Cumulus VX 3.y.z is a significant departure from 2.y.z releases. See the user guide for details on new behaviors and functionality.

Downloading Cumulus VX

You can download any of the of the four Cumulus VX images: 

  • An OVA disk image for use with VirtualBox.
  • A VMware-specific OVA disk image.
  • A qcow2 disk image for use with KVM.
  • A Box image for use with Vagrant.

Configuration Notes

Keep in mind the following issues when you are running your Cumulus VX virtual machine.

SNMP Not Supported in Quagga

There is no SNMP support for Quagga in Cumulus VX. However, it's possible to get it via SNMP by:

  • Using Nagios
  • Writing a pass persist script in Perl or Python by filling in the OSPF or BGP (rfc) MIBs manually.
  • Creating your own private MIB for the information you need.

Due to this circumstance, you must remove all references to smux in each of the following configuration files. If the smux entries are present in the configuration files, the daemons in the 2.5 packaged version of Quagga will not start.

  1. cd /etc/quagga
  2. grep smux *
  3. Delete all lines in the config files containing the smux keyword.

The references to smux that must be removed are:

  • In bgpd.conf, remove this line:
    smux peer 1.3.6.1.4.1.3317.1.2.2 quagga_bgpd
  • In ospf6d.conf, remove this line:
    smux peer 1.3.6.1.4.1.3317.1.2.6 quagga_ospf6d
  • In ospfd.conf, remove this line:
    smux peer 1.3.6.1.4.1.3317.1.2.5 quagga_ospfd
  • In zebra.conf, remove this line:
    smux peer 1.3.6.1.4.1.3317.1.2.1 quagga_zebra

 Perl, Python and BDB Modules

Any Perl scripts that use the DB_File module or Python scripts that use the bsddb module won't run under Cumulus VX.

Documentation

You can read the technical documentation here.

================================

Pick up the Cumulus VX notes above at the point where they stop, keeping to the same subject and style and not drawing on the material that follows.

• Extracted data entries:
================================

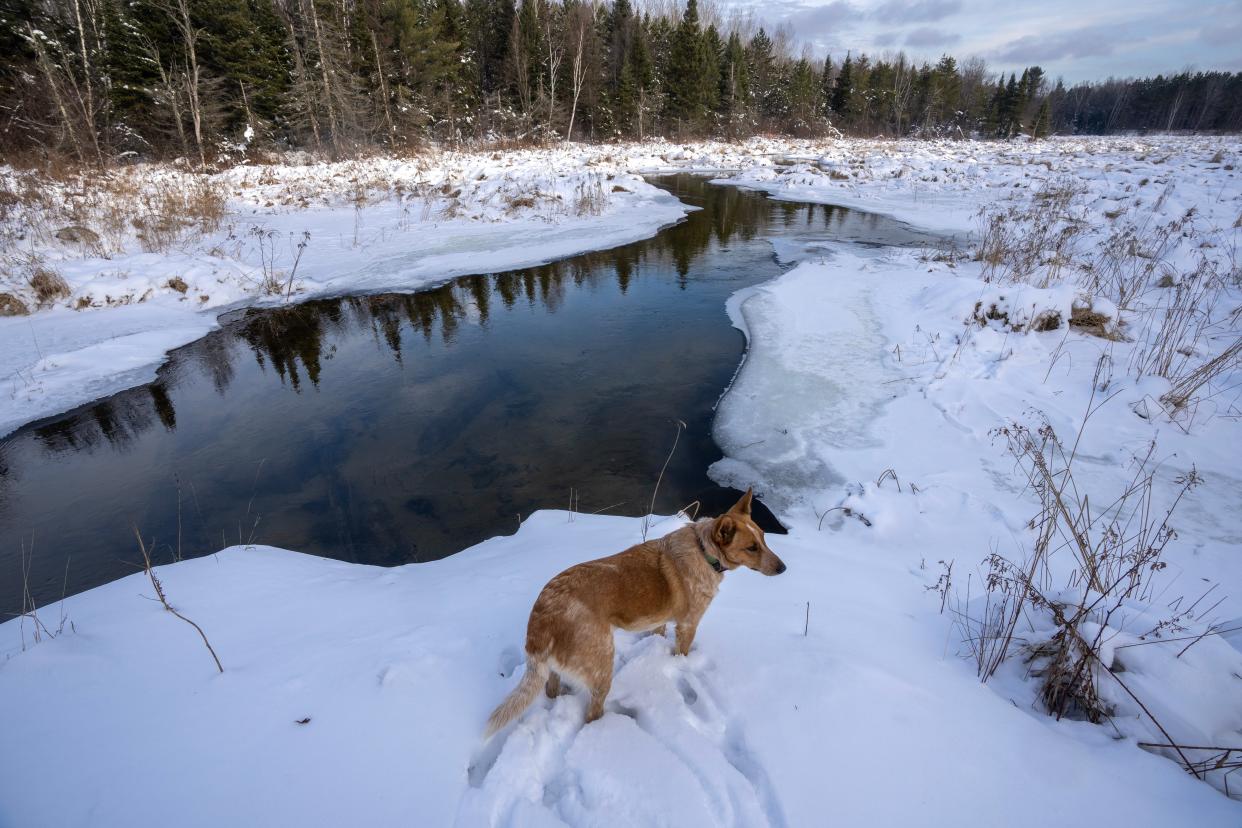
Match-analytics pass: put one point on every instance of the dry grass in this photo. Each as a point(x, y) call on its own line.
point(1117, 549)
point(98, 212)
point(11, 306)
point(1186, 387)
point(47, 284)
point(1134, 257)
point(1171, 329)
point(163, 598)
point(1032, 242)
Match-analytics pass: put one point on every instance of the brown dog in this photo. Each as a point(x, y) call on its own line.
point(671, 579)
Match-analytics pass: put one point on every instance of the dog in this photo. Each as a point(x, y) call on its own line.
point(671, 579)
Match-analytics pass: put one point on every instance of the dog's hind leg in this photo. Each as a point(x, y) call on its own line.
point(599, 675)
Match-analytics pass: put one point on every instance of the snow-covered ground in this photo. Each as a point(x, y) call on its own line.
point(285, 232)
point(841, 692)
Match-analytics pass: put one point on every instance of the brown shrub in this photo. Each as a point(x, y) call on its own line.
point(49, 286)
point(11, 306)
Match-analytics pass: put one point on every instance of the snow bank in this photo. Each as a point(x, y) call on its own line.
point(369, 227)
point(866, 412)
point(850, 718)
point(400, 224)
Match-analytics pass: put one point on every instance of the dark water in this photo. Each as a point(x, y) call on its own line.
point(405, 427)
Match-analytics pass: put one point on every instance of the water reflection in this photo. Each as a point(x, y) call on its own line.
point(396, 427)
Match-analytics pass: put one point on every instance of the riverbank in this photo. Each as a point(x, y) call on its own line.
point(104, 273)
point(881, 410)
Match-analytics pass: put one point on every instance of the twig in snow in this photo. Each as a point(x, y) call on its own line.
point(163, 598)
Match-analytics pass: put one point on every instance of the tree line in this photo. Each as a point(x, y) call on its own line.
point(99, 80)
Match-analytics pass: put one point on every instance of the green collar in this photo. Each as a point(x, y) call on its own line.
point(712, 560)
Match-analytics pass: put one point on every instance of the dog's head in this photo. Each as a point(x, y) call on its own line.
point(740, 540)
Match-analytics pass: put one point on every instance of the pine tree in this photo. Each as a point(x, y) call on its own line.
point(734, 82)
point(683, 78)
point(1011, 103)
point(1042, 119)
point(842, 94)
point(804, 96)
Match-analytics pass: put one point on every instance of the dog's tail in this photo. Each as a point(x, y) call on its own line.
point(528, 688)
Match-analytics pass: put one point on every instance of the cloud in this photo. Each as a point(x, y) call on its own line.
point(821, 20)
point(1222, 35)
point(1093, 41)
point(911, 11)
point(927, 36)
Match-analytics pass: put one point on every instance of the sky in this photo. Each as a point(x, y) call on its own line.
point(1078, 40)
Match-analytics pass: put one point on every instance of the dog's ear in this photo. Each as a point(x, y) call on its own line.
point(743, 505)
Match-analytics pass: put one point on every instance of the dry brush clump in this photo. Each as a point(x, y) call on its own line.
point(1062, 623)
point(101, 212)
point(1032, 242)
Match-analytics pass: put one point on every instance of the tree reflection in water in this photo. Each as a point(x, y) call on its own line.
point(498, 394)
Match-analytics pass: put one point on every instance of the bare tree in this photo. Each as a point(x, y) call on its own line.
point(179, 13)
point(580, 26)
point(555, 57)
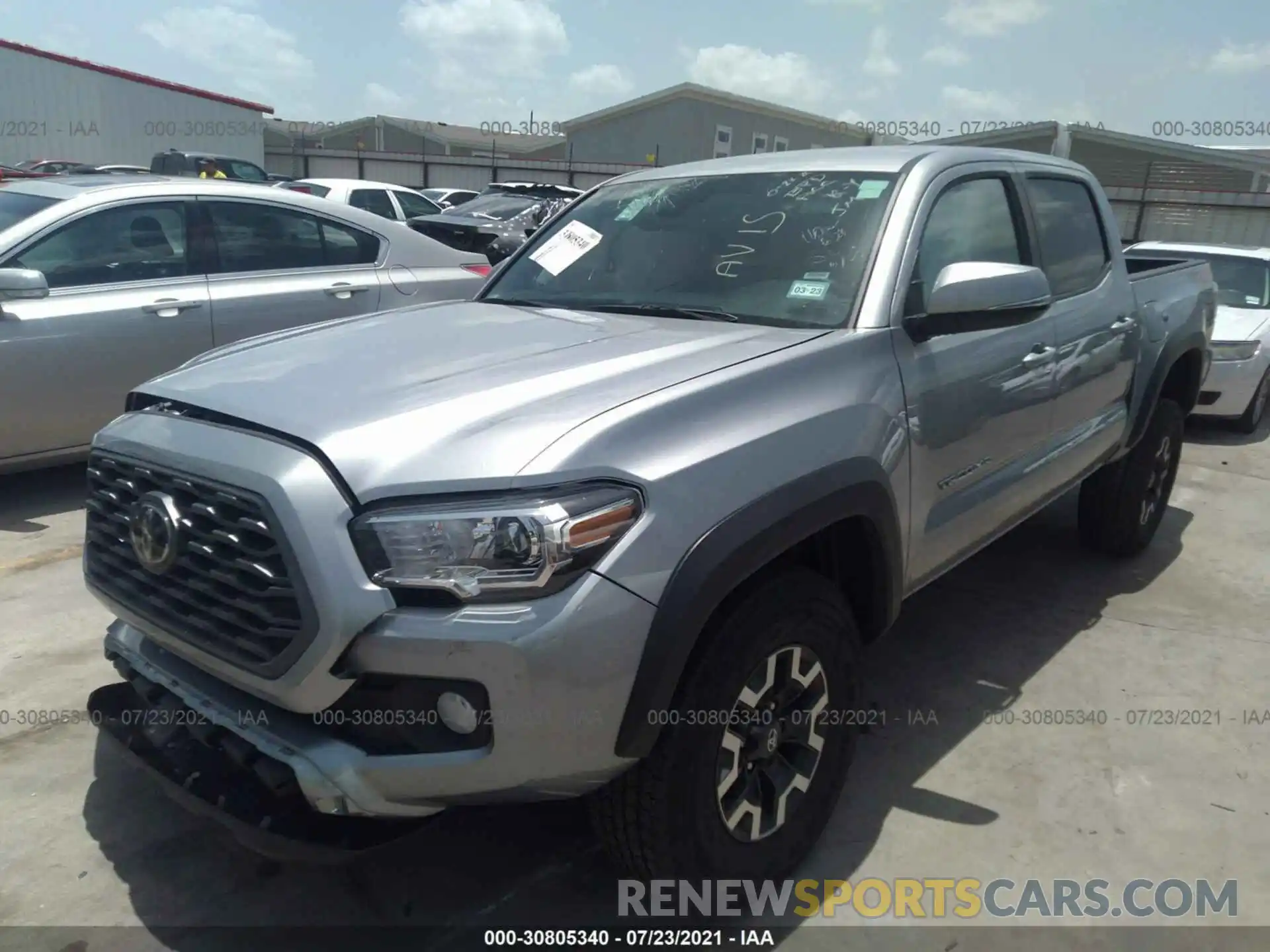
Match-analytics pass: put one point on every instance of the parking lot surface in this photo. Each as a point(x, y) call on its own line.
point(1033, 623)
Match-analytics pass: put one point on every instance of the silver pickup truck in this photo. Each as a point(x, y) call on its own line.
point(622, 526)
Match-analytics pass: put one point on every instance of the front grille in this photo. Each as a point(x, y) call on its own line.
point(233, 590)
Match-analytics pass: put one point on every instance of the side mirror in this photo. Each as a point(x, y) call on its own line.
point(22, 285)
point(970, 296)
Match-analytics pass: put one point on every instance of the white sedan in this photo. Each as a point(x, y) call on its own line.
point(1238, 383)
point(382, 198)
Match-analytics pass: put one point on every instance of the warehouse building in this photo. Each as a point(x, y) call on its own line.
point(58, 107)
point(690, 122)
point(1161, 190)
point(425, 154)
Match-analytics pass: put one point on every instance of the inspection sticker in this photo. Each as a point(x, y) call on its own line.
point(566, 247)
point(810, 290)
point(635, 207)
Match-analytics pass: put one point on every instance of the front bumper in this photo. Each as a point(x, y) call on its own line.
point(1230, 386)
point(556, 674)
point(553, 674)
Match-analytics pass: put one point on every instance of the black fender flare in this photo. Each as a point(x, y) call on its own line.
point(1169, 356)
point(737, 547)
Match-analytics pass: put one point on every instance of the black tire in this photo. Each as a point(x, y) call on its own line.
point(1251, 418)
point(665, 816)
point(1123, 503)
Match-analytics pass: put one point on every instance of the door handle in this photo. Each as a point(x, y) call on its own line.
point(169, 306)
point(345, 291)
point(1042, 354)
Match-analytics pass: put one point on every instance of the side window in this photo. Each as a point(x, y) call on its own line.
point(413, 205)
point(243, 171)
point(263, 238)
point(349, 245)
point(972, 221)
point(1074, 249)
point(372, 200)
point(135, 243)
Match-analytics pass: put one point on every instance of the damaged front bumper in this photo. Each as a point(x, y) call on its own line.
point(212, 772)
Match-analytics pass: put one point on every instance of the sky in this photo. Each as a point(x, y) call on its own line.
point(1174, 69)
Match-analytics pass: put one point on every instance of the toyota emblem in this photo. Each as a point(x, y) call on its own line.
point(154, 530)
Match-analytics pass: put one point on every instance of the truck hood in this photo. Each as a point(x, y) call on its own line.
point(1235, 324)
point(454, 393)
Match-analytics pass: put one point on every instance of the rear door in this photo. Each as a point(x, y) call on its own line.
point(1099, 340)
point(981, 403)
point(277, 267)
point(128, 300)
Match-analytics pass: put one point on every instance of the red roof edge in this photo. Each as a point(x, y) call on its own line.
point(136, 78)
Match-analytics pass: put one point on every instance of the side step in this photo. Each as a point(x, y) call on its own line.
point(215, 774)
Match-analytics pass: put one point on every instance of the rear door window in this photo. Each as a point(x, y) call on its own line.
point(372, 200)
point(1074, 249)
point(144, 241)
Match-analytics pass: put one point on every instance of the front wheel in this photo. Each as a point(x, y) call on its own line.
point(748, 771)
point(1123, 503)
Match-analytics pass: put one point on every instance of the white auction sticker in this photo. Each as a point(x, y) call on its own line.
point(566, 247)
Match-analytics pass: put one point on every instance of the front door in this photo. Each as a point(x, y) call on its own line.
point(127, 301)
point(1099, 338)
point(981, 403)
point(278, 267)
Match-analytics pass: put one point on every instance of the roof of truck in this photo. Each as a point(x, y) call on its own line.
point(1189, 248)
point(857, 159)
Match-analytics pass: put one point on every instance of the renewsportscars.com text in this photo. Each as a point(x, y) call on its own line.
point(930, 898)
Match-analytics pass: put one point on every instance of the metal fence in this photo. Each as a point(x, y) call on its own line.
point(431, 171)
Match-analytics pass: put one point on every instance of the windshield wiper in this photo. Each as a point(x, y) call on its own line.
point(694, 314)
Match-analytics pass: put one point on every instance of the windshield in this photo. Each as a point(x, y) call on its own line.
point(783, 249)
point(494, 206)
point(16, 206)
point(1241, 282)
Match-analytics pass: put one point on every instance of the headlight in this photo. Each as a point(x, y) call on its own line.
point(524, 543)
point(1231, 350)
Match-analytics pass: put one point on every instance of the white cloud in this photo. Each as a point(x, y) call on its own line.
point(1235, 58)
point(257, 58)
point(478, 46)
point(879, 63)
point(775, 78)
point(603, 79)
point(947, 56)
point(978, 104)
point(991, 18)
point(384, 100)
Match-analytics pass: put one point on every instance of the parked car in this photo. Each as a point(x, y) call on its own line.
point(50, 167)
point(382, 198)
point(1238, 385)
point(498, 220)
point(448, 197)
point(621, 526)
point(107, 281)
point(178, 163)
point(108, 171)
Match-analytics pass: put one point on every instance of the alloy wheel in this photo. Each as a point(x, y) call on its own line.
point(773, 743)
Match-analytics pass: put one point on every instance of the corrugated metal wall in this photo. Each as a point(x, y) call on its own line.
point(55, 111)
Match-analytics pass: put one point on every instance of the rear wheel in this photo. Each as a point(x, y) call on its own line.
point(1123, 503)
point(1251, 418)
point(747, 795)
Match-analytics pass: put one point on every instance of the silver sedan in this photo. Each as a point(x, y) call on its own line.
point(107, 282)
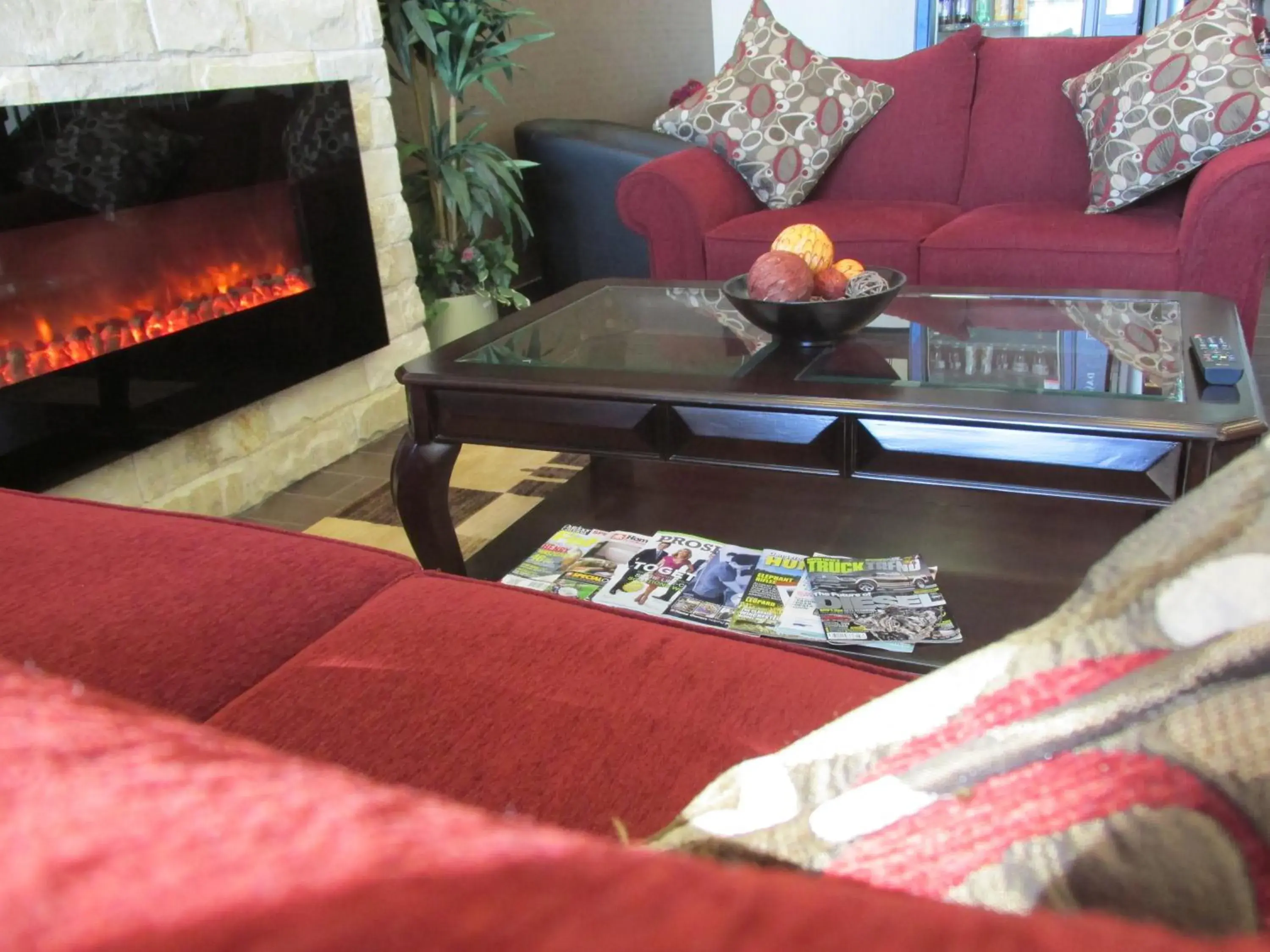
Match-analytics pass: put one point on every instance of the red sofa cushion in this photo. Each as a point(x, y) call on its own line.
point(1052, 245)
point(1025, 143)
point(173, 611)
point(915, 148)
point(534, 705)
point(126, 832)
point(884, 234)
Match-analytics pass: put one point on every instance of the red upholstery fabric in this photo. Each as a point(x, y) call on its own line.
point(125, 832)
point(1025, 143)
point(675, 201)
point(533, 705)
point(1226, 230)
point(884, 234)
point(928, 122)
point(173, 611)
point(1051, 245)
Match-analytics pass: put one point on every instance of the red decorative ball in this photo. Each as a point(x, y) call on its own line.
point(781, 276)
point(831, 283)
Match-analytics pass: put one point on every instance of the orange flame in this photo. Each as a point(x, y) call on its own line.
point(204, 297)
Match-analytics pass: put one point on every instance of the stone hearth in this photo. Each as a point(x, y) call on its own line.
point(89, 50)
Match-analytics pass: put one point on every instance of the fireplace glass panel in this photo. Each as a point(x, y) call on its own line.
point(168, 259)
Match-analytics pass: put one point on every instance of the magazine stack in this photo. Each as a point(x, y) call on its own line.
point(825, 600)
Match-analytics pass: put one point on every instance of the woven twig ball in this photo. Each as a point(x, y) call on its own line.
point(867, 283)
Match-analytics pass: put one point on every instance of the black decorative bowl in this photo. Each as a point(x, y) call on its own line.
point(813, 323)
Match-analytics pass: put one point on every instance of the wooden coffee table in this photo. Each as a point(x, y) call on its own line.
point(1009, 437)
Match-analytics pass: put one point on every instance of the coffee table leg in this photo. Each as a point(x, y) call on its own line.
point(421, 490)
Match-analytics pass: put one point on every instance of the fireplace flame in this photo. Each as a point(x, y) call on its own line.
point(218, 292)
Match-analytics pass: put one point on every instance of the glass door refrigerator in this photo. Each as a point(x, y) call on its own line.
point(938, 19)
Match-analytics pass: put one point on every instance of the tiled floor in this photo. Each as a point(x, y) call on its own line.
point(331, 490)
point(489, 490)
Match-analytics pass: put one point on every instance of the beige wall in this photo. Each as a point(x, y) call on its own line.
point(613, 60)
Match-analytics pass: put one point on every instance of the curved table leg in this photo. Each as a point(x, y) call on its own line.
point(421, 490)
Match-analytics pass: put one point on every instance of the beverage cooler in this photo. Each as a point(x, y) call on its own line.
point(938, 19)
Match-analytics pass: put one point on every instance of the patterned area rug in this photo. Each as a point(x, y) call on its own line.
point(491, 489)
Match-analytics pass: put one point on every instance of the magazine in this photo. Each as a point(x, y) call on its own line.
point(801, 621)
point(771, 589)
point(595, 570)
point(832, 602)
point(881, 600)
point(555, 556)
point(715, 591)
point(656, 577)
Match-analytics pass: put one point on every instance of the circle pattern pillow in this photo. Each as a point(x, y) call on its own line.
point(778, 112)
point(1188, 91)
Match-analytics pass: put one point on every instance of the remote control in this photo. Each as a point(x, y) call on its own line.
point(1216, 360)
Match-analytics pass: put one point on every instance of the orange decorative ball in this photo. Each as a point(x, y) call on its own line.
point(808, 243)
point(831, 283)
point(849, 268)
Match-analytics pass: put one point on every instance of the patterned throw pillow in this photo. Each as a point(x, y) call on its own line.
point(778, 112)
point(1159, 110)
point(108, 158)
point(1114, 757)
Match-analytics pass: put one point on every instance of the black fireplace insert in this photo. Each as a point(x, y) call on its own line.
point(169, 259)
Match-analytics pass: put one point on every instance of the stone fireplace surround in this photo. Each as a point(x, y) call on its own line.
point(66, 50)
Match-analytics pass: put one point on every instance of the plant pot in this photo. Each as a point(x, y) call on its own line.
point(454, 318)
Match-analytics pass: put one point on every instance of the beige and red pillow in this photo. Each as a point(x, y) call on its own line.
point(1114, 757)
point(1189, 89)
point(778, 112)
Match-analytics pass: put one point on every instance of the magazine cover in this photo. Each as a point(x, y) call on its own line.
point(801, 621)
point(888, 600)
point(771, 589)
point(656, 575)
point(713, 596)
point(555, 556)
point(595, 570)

================================

• TASK OUTPUT:
Community Support

If you have any questions or feedback about Cumulus VX, visit the Cumulus VX community for further support. 

Issues Fixed in Cumulus VX 3.2.1

The following is a list of issues fixed in Cumulus VX 3.2.1 from earlier versions of Cumulus VX.

Release Note ID Summary Description

RN-546 (CM-14051)
netd crashes at "snapper list" after running "net show commit history"

This issue has been seen on switches that upgraded from a version of Cumulus VX earlier than 3.2.1. To work around the issue, install the cumulus-snapshot package on the switch. This activates the NCLU rollback capability.

cumulus@switch:~$ sudo apt-get install cumulus-snapshot

This issue has been fixed in Cumulus VX 3.2.1.


RN-547 (CM-14060)
First Quagga reload causes routing changes for an older configuration (earlier than version 3.0)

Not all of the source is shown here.